- Requirement:
In the review of “Beast” below, condense the paragraph beginning “Even with lamentable decisions” into a short bulleted list that keeps its main facts.

- Selected extract:
"""
‘Beast’: Unnecessary Yet Fun

Ryan Ranc, Life and Arts General Reporter

“Beast” follows recently widowed Dr. Nate Samuels (Idris Elba) as he takes his daughters Meredith (Iyana Halley) and Norah (Leah Jeffries) to Africa for a safari tour from his best friend Martin Battles (Sharlto Copley). When a lion attacks the group, Dr. Samuels must do what he can to save the people he loves.

Despite its intriguing premise, the writing in “Beast” feels lazy and remains some of the most abysmal writing of the year. For example, in the beginning of the movie, the Samuels family stands out as some of the most charming characters on the silver screen in 2022. However, 20 minutes later, they drop the most out-of-nowhere, stereotypical motives and artificial conflicts, instantly demolishing any connection the audience could have formed with the protagonists prior. From then on, every character becomes more of an annoyance rather than a realistic, relatable person. Predictable plot points also demonstrate the movie’s bland and haphazard writing. Audiences should really only expect to enjoy this movie because of Elba fighting a lion. While the film delivered this scene expertly, this does not give the writers an excuse to make the rest of the movie one big Hollywood cliché.

Even with lamentable decisions from the writing room, powerful acting stands out as one of the best elements of the movie. Each actor did their best with the script they were presented, and that in itself remains commendable. Elba plays a caring father with questionable decision-making, Halley plays an angsty but easy-to-sympathize-with teen, Jeffries plays a sweet and innocent younger sister and Copley plays a comedic safari adventurer. Each characters’ behavior shined thanks to the cast who powered through annoying dialogue and lackluster character choices.
"""
- Entries provided:
"""
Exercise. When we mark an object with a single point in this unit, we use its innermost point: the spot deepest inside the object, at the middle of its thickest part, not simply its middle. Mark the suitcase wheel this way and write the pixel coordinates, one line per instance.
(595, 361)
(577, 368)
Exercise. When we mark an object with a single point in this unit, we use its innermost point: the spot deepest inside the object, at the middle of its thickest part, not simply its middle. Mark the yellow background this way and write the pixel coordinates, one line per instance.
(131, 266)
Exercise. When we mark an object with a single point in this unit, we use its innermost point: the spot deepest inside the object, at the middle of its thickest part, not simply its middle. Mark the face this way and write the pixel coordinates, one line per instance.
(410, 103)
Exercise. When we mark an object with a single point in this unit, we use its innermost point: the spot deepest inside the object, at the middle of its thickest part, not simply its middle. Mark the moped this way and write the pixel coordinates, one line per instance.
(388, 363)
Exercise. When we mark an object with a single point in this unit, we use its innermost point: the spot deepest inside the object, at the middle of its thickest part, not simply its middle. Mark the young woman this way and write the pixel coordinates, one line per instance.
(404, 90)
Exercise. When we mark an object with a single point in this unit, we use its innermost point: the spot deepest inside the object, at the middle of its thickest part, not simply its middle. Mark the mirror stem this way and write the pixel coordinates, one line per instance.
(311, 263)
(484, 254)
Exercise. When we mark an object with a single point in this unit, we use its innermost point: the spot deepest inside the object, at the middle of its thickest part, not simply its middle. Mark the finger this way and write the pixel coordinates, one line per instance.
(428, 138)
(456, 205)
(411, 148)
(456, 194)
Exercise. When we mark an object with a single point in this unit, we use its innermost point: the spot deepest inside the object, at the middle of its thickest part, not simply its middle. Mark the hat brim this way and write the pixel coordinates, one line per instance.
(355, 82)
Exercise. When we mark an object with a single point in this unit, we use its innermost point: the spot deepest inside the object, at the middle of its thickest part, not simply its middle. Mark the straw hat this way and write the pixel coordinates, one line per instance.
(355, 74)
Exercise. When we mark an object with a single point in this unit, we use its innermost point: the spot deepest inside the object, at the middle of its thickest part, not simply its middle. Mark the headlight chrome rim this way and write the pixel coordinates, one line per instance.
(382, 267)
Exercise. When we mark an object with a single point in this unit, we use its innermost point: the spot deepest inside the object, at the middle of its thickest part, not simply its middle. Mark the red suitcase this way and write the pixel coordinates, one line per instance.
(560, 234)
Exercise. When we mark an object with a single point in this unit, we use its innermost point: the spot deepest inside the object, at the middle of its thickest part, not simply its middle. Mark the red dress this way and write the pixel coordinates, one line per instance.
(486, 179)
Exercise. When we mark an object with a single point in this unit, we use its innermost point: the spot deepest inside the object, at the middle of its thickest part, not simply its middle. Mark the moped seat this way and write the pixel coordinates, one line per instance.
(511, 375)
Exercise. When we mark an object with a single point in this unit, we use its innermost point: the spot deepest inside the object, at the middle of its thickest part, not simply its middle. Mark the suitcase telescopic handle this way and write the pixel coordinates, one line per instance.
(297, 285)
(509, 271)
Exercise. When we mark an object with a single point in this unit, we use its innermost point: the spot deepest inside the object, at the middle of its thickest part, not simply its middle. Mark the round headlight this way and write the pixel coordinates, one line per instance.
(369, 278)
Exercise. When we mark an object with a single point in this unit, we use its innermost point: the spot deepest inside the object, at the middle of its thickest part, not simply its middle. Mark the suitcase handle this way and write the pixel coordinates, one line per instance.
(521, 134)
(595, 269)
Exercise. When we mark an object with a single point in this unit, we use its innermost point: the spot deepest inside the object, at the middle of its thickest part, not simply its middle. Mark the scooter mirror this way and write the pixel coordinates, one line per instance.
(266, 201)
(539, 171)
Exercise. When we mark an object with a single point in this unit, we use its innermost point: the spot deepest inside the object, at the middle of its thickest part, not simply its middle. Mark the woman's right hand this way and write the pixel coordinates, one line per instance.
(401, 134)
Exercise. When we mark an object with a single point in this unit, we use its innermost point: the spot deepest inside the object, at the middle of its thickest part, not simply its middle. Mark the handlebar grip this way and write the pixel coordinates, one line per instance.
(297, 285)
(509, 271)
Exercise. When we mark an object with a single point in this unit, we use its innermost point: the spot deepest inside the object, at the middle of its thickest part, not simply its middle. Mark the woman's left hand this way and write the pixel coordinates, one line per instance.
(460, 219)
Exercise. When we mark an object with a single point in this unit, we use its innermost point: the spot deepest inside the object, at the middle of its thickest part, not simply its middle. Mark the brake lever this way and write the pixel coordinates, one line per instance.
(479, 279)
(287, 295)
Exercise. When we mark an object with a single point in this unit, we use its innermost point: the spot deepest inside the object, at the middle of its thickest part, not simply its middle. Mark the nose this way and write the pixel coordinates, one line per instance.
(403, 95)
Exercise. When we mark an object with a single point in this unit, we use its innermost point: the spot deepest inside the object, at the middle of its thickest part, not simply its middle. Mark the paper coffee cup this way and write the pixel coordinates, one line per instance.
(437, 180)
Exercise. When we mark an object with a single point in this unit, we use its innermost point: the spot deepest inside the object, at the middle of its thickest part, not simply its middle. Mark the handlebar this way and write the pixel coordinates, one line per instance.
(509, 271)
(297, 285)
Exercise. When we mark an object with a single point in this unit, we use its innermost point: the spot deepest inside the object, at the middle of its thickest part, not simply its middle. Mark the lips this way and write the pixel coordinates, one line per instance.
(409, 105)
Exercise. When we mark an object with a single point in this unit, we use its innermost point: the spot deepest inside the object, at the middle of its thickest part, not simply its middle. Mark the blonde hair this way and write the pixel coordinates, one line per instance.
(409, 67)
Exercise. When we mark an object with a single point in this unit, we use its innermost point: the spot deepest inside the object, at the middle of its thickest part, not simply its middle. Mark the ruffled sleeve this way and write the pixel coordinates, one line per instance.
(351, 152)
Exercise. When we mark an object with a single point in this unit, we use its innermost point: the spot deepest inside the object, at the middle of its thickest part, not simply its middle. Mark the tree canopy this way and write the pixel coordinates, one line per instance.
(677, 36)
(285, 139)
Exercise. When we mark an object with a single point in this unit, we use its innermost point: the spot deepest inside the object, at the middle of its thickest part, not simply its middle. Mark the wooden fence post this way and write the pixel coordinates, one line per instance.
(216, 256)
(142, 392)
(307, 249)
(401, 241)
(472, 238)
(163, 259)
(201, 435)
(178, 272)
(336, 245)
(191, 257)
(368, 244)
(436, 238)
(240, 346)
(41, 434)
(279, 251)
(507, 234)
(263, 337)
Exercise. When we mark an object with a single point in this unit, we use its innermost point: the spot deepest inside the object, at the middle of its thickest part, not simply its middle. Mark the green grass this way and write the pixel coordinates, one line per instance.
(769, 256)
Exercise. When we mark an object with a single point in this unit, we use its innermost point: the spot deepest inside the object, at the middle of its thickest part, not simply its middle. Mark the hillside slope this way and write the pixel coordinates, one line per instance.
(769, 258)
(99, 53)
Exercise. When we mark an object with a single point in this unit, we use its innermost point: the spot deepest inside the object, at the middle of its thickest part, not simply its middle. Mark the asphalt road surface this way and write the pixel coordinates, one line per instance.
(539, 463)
"""
- Result of this task:
- Despite weak writing, strong acting is one of the movie's best elements.
- Each actor did their best with the script, which is commendable.
- Elba plays a caring father with questionable decision-making.
- Halley plays an angsty but sympathetic teen.
- Jeffries plays a sweet, innocent younger sister.
- Copley plays a comedic safari adventurer.
- The cast made the characters shine despite annoying dialogue and lackluster character choices.